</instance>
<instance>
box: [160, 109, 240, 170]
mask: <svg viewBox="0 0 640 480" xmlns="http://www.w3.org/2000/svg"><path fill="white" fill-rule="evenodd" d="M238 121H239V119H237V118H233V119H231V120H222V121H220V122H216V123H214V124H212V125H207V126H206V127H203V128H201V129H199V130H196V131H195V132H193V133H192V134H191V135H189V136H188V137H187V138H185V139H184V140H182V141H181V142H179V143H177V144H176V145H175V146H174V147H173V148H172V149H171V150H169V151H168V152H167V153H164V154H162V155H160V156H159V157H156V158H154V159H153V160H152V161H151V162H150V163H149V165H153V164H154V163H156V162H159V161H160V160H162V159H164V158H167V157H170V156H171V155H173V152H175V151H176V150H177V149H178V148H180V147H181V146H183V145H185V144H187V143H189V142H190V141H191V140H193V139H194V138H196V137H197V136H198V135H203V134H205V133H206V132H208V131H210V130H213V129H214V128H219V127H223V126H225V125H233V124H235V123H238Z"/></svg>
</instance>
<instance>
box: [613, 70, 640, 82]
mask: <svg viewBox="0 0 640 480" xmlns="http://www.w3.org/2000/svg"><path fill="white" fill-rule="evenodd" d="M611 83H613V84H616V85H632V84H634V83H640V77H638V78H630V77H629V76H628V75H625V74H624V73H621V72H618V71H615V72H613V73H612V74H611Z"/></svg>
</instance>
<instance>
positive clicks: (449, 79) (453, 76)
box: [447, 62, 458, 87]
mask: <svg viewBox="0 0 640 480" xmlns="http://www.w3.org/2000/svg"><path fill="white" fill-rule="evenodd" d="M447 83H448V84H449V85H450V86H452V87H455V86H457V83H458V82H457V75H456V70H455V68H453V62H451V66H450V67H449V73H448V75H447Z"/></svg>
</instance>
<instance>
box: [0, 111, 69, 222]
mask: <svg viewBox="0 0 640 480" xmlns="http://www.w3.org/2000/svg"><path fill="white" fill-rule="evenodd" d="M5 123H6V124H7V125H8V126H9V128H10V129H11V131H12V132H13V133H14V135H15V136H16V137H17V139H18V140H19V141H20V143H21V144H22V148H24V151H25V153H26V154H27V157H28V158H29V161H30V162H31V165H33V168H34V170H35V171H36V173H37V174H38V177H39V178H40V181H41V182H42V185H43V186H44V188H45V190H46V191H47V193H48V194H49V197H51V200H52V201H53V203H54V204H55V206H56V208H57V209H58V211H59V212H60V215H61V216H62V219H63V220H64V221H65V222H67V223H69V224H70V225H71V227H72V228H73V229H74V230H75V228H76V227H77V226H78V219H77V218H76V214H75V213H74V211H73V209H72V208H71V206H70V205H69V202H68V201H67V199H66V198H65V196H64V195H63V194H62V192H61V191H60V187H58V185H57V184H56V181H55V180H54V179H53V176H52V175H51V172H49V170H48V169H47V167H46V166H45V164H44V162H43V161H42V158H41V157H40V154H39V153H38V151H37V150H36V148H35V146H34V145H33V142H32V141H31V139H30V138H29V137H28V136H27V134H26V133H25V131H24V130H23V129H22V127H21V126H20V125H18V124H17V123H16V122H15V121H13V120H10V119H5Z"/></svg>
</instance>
######
§ **Directions**:
Write out every entry above, word for word.

§ **Written answer**:
</instance>
<instance>
box: [160, 109, 240, 170]
mask: <svg viewBox="0 0 640 480" xmlns="http://www.w3.org/2000/svg"><path fill="white" fill-rule="evenodd" d="M238 121H239V119H237V118H233V119H231V120H222V121H220V122H216V123H214V124H212V125H207V126H206V127H203V128H201V129H199V130H196V131H195V132H193V133H192V134H191V135H189V136H188V137H187V138H185V139H184V140H182V141H181V142H179V143H177V144H176V145H175V146H174V147H173V148H172V149H171V150H169V151H168V152H167V153H164V154H162V155H160V156H159V157H156V158H154V159H153V160H152V161H151V162H150V163H149V165H153V164H154V163H156V162H159V161H160V160H162V159H164V158H167V157H170V156H171V155H173V152H175V151H176V150H177V149H178V148H180V147H181V146H183V145H185V144H187V143H189V142H190V141H191V140H193V139H194V138H196V137H197V136H198V135H203V134H205V133H206V132H208V131H210V130H213V129H214V128H219V127H223V126H225V125H233V124H235V123H238Z"/></svg>
</instance>
<instance>
box: [613, 70, 640, 82]
mask: <svg viewBox="0 0 640 480" xmlns="http://www.w3.org/2000/svg"><path fill="white" fill-rule="evenodd" d="M611 83H613V84H616V85H632V84H634V83H640V77H638V78H630V77H629V76H628V75H625V74H624V73H621V72H618V71H615V72H613V73H612V74H611Z"/></svg>
</instance>
<instance>
positive clicks: (449, 79) (453, 76)
box: [447, 62, 458, 87]
mask: <svg viewBox="0 0 640 480" xmlns="http://www.w3.org/2000/svg"><path fill="white" fill-rule="evenodd" d="M447 83H448V84H449V85H450V86H452V87H455V86H457V83H458V82H457V75H456V70H455V68H453V62H451V66H450V67H449V73H448V75H447Z"/></svg>
</instance>
<instance>
box: [0, 111, 69, 222]
mask: <svg viewBox="0 0 640 480" xmlns="http://www.w3.org/2000/svg"><path fill="white" fill-rule="evenodd" d="M5 123H6V124H7V125H8V126H9V128H10V129H11V131H12V132H13V133H14V135H15V136H16V137H17V139H18V140H19V141H20V143H21V144H22V148H24V151H25V153H26V154H27V157H28V158H29V161H30V162H31V165H33V168H34V170H35V171H36V173H37V174H38V177H39V178H40V181H41V182H42V185H43V186H44V188H45V190H46V191H47V193H48V194H49V197H51V200H52V201H53V203H54V204H55V206H56V208H57V209H58V211H59V212H60V215H61V216H62V219H63V220H64V221H65V222H67V223H69V224H70V225H71V227H72V228H73V229H74V230H75V228H76V227H77V226H78V219H77V218H76V214H75V213H74V211H73V209H72V208H71V206H70V205H69V202H68V201H67V199H66V198H65V196H64V195H63V194H62V192H61V191H60V187H58V185H57V184H56V181H55V180H54V179H53V176H52V175H51V172H49V170H48V169H47V167H46V166H45V164H44V162H43V161H42V158H41V157H40V154H39V153H38V151H37V150H36V148H35V146H34V145H33V142H32V141H31V139H30V138H29V137H28V136H27V134H26V133H25V131H24V130H23V129H22V127H21V126H20V125H18V124H17V123H16V122H15V121H13V120H10V119H5Z"/></svg>
</instance>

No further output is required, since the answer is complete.